The records:

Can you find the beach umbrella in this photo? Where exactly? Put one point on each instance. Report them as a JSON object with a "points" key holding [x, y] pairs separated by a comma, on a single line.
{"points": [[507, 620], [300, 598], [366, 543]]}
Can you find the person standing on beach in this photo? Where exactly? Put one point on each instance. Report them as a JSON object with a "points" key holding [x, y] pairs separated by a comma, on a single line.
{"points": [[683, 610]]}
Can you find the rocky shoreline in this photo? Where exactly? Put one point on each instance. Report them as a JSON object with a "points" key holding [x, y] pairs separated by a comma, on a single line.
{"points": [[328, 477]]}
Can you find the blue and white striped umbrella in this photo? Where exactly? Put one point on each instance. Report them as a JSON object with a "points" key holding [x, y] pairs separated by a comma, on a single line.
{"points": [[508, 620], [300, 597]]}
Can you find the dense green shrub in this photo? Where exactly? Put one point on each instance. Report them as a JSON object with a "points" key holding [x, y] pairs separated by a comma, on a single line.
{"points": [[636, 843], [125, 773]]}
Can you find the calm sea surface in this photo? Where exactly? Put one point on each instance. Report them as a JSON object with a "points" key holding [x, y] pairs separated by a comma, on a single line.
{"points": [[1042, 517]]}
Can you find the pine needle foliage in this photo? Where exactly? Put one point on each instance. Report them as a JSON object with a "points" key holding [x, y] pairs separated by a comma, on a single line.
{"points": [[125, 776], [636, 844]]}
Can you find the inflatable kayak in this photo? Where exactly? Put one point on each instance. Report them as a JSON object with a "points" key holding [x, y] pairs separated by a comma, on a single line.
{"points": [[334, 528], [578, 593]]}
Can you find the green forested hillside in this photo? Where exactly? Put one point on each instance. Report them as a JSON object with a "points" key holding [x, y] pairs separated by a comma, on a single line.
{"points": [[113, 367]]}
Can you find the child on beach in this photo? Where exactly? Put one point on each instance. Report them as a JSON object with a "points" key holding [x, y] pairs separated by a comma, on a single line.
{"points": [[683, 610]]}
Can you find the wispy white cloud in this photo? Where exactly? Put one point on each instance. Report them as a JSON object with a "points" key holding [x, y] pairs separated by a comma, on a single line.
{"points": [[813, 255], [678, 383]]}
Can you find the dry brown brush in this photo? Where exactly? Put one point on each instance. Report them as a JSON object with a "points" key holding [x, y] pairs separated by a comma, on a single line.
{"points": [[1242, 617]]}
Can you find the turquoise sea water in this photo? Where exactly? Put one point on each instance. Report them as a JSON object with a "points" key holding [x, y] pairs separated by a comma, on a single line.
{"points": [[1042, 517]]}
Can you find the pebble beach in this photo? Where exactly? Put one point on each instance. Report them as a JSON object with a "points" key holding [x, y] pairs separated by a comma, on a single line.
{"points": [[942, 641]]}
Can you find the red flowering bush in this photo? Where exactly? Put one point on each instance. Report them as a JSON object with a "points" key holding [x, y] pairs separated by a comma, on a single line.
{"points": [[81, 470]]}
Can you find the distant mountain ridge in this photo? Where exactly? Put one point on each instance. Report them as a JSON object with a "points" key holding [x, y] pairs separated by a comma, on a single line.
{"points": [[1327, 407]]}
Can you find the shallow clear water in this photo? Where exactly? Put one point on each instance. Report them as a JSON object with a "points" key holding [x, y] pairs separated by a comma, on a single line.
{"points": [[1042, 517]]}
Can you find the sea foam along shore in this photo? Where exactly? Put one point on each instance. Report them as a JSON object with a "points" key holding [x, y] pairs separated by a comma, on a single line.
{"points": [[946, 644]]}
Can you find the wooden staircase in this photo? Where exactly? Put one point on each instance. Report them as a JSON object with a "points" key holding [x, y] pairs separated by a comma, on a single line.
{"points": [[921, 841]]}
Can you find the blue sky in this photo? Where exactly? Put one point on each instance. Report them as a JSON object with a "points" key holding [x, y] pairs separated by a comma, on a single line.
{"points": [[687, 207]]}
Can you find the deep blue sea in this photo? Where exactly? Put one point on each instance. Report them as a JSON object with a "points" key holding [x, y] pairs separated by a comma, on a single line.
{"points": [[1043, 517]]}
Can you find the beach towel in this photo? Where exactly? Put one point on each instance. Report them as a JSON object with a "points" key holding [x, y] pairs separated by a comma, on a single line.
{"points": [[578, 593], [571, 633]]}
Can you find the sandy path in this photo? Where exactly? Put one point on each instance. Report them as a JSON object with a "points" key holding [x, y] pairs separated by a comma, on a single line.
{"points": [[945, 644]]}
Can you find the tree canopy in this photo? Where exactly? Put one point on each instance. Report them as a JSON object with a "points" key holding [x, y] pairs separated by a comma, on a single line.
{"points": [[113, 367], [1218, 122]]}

Task: Output only the lines running from the line with "Can you find the wooden" through the final line of the data, inclusive.

The output:
Can you find the wooden staircase in this photo? Where exactly? Put one point on each instance. Report them as a JSON object with a "points" key holding [x, y] pairs separated by a comma, on a single line.
{"points": [[921, 841]]}
Can you find the blue sky in this photo? Where exactly? Put one point on each instance. Report them as a JSON object with a "points" key holding [x, y] pairs separated by a comma, on a single line.
{"points": [[687, 207]]}
Can you find the deep blue sea in this photo? Where exactly? Put one point on each instance. Report them as a JSON object with a "points" key holding [x, y] pairs separated by a comma, on a single line.
{"points": [[1043, 517]]}
Can you find the beach towel in this photo? Where exactly? Put one point on each instance. Report them as a JSON object with a "points" key holding [x, y] pairs separated by a comma, on a single line.
{"points": [[578, 593], [571, 633]]}
Can you find the sandy path in this photo? Where exactly? Put one point on each instance. Report them as a JSON object with a "points" key holding [x, y] pairs separated by a comma, on a single line.
{"points": [[945, 644]]}
Can you find the tree canopy in this photo? Where exactly? Put one point on each instance. Report them as a JSON object with a "points" key holding [x, y] pairs separated by a comma, on a single line.
{"points": [[113, 367], [1218, 122]]}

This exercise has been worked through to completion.